═══ Provided text

The iterative algorithm should be performed for at most self.max_iter iterations, or until the convergence criteria is reached.

Parameters:	coef : np.ndarray(shape=(r,)) The initial guess for the coefficient vector. May be modified inplace by the method. X : np.ndarray(shape=(n, r)) The data matrix y : np.ndarray(shape=(n,)) The target vector
Returns:	coef : np.ndarray(shape=(n,)) The logistic regression weights

_has_converged(self, coef, X, y)¶

Whether the gradient descent algorithm has converged.

Returns True if the norm of the gradient is smaller than self.tol, mathematically, that is

\[||\nabla_w L(\mathbf{w}^{(k)}; X, \mathbf{y})|| < T\]

where \(\nabla_w L\) is the gradient of the loss function, \(|| \mathbf{v} ||\) is the norm of the vector \(\mathbf{v}\), \(\mathbf{w}^{(k)}\) is the weights at iteration k, and \(T\) is the convergence tolerance (self.tol).

Parameters:	coef : np.ndarray(shape=(r,)) The weight vector, \(\mathbf{w}^{(k)}\) X : np.ndarray(shape=(n, r)) The data matrix (aka design or measurement matrix) y : np.ndarray(shape=(n,)) The true class labels for each data point.
Returns:	has_converged : bool True if the convergence criteria above is met, False otherwise.

fit(self, X, y)¶

Fit a logistic regression model to the data.

Parameters:	X : np.ndarray(shape=(n, r)) The data matrix y : np.ndarray(shape=(n,)) The observed classes for each data point in X.

predict(self, X)¶

Predict whether each data point in X belongs to the positive class

Parameters:	X : np.ndarray Data matrix
Returns:	yhat : np.ndarray Predicted classes for the input data matrix. len(yhat) == len(X)

predict_log_proba(self, X)¶

Estimate the class log probabilities.

This function returns the probability that each datapoint belongs to the positive class.

Parameters:	X : np.ndarray The data matrix.
Returns:	lp : np.ndarray A vector of log probabilities. The i-th entry is the log probability for the i-th data point belonging to the positive class.

predict_proba(self, X)¶

Estimate the class probabilities.

This function returns the probability that each datapoint belongs to the positive class.

Parameters:	X : np.ndarray The data matrix.
Returns:	p : np.ndarray A vector of probabilities. The i-th entry is the probability for the i-th data point belonging to the positive class.

══════

Problems to solve -
1 > Translate into Spanish this sentence from the logistic regression documentation: "Fit a logistic regression model to the data."
2 > Retype the stretch of the logistic regression documentation from "Whether the gradient" through "to the data.".

═══ Entries provided

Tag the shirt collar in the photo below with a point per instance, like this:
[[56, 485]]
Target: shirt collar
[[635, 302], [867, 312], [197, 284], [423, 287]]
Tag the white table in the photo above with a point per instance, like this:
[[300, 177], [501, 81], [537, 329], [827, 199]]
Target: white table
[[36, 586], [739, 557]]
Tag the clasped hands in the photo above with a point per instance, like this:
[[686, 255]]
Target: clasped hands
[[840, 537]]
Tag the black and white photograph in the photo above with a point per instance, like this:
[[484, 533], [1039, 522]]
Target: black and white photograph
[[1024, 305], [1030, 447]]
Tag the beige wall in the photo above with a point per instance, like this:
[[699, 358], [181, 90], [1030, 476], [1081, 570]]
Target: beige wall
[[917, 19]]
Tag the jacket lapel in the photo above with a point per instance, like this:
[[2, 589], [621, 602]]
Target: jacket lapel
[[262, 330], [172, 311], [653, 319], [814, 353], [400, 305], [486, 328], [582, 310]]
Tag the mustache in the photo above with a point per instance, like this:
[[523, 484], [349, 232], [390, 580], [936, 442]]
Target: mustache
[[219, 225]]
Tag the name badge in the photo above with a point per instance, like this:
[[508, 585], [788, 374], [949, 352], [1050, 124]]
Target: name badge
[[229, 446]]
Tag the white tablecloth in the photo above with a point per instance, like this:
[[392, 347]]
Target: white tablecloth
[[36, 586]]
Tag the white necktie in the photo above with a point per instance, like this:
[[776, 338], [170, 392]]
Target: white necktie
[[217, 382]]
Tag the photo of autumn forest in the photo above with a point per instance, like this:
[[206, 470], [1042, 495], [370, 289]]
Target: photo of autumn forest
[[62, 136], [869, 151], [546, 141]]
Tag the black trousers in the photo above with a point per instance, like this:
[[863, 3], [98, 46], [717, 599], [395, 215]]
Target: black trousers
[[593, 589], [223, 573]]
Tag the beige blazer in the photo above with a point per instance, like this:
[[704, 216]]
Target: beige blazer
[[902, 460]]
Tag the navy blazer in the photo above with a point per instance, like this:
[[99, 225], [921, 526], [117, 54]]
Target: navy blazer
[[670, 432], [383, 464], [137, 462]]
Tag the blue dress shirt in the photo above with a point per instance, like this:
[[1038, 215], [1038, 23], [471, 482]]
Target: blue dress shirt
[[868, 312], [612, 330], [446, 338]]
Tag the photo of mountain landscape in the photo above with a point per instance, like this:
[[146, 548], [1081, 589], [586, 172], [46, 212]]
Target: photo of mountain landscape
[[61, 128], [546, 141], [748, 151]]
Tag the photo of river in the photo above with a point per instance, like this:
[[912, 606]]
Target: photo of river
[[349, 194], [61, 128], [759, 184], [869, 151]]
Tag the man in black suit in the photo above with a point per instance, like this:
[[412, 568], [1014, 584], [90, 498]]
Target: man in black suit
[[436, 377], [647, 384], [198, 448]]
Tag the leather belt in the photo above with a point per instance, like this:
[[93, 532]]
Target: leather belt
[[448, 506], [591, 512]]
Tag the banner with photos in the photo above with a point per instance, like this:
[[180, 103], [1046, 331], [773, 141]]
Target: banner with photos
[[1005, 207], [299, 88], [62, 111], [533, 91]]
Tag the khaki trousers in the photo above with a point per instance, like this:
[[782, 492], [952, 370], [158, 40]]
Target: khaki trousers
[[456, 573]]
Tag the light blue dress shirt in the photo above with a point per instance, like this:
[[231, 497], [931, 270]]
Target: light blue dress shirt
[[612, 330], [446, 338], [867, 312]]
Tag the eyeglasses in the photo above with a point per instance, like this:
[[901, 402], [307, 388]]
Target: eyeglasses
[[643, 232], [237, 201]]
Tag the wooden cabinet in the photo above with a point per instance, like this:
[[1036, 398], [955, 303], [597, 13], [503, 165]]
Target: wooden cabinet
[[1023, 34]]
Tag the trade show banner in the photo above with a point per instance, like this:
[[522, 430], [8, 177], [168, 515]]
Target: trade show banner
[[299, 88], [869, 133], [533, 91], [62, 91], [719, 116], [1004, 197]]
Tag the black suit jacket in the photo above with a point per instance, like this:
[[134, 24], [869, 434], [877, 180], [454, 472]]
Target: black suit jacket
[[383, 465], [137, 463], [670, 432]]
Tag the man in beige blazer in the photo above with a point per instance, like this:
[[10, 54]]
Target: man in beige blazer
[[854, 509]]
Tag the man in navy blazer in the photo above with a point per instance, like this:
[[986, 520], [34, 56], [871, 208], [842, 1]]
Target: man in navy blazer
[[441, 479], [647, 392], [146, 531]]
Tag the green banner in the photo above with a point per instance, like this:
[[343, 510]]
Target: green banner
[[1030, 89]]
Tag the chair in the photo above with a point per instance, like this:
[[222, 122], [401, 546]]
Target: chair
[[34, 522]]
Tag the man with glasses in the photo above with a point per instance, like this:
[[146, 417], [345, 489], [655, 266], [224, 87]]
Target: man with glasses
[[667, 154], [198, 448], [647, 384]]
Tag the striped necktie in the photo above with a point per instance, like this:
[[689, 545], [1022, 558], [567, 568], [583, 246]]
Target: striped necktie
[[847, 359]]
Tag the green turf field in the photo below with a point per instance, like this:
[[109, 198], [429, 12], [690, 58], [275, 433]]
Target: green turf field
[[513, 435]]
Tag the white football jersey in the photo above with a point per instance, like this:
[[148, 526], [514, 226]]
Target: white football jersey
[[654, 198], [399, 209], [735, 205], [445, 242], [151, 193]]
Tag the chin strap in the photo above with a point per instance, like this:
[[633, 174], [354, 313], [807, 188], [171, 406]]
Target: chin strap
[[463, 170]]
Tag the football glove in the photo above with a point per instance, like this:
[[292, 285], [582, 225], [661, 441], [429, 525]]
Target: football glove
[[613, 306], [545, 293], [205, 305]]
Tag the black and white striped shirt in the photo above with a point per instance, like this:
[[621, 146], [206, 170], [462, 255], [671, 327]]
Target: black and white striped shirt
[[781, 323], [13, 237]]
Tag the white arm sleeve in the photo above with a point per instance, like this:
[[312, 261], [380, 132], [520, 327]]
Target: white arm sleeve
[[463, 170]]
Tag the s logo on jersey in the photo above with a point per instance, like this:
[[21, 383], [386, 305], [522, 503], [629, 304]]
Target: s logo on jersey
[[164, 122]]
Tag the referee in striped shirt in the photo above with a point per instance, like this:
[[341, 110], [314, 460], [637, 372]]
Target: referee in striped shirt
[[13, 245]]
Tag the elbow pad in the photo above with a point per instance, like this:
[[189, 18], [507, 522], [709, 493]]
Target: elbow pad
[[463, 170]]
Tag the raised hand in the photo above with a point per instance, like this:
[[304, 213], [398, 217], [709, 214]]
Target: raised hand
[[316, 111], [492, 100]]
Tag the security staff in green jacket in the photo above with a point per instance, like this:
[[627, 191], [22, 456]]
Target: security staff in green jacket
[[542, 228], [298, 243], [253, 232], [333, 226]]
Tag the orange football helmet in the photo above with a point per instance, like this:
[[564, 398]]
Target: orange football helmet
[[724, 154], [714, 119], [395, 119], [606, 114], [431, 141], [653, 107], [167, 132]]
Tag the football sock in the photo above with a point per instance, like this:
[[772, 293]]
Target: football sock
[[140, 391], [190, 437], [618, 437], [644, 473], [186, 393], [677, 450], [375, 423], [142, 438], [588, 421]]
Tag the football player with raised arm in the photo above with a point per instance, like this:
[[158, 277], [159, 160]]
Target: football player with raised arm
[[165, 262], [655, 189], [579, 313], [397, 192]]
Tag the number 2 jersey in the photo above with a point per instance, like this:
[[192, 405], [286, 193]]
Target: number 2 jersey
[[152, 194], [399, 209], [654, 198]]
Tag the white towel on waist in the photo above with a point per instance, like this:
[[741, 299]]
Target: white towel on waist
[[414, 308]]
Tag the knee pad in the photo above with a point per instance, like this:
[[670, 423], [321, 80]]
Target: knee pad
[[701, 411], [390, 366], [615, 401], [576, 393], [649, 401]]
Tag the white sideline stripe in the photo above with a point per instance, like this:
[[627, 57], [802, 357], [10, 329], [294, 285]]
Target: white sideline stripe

══════

Answers provided -
1 > Ajusta un modelo de regresión logística a los datos.

2 >
Whether the gradient descent algorithm has converged.

Returns True if the norm of the gradient is smaller than self.tol, mathematically, that is

\[||\nabla_w L(\mathbf{w}^{(k)}; X, \mathbf{y})|| < T\]

where \(\nabla_w L\) is the gradient of the loss function, \(|| \mathbf{v} ||\) is the norm of the vector \(\mathbf{v}\), \(\mathbf{w}^{(k)}\) is the weights at iteration k, and \(T\) is the convergence tolerance (self.tol).

Parameters:	coef : np.ndarray(shape=(r,)) The weight vector, \(\mathbf{w}^{(k)}\) X : np.ndarray(shape=(n, r)) The data matrix (aka design or measurement matrix) y : np.ndarray(shape=(n,)) The true class labels for each data point.
Returns:	has_converged : bool True if the convergence criteria above is met, False otherwise.

fit(self, X, y)¶

Fit a logistic regression model to the data.